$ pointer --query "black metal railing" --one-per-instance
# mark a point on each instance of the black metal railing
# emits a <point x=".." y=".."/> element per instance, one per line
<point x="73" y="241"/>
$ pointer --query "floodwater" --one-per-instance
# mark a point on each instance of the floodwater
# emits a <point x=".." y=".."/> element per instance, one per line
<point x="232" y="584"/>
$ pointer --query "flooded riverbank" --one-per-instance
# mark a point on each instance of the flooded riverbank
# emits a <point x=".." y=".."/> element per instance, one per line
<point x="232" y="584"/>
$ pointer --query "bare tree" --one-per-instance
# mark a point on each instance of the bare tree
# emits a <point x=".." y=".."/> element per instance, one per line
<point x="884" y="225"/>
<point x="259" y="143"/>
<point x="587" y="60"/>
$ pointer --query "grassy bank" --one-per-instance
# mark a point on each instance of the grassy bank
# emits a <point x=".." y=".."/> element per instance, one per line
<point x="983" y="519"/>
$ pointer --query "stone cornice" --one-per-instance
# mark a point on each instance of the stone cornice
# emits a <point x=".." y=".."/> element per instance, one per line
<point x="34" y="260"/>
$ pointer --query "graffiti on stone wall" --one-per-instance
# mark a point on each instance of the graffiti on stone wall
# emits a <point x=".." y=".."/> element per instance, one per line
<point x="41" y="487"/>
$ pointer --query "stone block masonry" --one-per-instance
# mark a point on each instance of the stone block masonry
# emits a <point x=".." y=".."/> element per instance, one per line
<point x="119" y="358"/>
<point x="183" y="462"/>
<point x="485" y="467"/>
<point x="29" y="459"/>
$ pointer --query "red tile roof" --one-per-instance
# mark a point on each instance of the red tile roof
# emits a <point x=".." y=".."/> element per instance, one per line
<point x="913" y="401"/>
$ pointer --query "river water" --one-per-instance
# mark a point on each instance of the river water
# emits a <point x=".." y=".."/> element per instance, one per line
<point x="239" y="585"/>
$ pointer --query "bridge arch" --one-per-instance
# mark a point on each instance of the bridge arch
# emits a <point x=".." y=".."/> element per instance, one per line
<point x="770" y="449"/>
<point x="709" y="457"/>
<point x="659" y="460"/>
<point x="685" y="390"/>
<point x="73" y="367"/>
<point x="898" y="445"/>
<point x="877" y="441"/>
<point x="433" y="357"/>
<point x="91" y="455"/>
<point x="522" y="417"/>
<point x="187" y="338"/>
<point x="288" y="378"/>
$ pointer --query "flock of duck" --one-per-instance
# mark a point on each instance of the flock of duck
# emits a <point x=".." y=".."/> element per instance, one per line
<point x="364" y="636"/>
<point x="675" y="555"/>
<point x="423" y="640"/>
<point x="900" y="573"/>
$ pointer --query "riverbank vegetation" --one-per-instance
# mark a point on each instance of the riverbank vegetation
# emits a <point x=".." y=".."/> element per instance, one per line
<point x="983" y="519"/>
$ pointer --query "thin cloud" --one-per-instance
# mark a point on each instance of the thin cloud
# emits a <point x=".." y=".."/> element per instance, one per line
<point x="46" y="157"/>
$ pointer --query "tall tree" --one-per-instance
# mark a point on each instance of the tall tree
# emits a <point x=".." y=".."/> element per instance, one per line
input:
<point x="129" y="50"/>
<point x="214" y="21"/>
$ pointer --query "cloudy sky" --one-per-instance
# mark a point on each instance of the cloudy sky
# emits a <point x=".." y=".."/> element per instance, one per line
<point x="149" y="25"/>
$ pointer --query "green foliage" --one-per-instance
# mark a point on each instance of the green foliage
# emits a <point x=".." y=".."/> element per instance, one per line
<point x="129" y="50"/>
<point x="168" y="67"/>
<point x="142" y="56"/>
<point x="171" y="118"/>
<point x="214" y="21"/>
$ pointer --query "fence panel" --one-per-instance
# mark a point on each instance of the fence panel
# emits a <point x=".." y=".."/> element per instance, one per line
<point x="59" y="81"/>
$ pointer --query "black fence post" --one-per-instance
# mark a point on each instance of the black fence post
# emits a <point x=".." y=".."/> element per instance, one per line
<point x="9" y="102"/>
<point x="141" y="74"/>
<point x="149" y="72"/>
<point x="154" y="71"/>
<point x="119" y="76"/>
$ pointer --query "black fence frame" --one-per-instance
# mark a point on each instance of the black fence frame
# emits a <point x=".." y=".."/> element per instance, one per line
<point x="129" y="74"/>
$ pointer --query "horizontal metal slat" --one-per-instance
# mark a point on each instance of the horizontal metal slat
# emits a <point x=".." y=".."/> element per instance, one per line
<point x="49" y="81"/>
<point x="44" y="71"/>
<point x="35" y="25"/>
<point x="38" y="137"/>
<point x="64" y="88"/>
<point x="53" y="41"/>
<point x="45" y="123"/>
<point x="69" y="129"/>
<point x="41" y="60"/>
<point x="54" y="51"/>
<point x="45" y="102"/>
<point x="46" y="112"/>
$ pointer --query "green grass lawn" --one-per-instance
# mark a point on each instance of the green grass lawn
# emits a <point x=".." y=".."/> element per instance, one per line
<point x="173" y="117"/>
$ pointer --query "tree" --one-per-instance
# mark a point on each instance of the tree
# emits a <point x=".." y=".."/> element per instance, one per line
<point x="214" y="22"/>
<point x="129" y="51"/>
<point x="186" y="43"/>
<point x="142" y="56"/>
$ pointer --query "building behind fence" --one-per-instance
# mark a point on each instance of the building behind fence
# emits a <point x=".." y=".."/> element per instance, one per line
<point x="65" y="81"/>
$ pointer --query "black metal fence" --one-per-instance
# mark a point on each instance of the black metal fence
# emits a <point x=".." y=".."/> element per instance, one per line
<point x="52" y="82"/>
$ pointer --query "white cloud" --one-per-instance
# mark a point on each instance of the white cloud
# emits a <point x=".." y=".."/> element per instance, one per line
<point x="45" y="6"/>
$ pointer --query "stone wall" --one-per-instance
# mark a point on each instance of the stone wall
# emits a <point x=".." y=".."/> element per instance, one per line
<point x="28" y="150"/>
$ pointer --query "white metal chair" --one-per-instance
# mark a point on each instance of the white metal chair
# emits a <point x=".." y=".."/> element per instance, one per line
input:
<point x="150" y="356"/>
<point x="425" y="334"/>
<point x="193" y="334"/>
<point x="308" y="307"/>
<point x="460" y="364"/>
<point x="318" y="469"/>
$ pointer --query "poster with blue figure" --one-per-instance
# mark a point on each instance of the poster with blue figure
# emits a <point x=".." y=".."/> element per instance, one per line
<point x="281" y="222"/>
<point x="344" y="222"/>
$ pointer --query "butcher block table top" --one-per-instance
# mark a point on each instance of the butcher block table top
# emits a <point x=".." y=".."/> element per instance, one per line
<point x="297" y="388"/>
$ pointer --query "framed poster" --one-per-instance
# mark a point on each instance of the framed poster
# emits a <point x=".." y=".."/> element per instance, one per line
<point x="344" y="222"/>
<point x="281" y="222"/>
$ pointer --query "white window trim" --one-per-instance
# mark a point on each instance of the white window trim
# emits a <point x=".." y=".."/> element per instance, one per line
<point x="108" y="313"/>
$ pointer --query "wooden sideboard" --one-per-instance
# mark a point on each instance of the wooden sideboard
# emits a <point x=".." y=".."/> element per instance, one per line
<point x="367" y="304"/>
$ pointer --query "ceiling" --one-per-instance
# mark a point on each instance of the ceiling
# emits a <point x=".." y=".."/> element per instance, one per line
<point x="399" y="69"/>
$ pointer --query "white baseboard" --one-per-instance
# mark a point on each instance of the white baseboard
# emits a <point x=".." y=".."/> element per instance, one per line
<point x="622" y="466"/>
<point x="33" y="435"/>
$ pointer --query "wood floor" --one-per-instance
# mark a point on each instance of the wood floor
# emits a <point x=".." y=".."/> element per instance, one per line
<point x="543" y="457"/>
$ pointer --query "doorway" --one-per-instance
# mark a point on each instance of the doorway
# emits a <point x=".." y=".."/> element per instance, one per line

-*-

• _Prompt_
Find every line in the entries above that contains the word "thin", and copy each of those lines.

• _Reply to the exercise_
$ pointer --query "thin cloud" --one-per-instance
# mark a point on each instance of the thin cloud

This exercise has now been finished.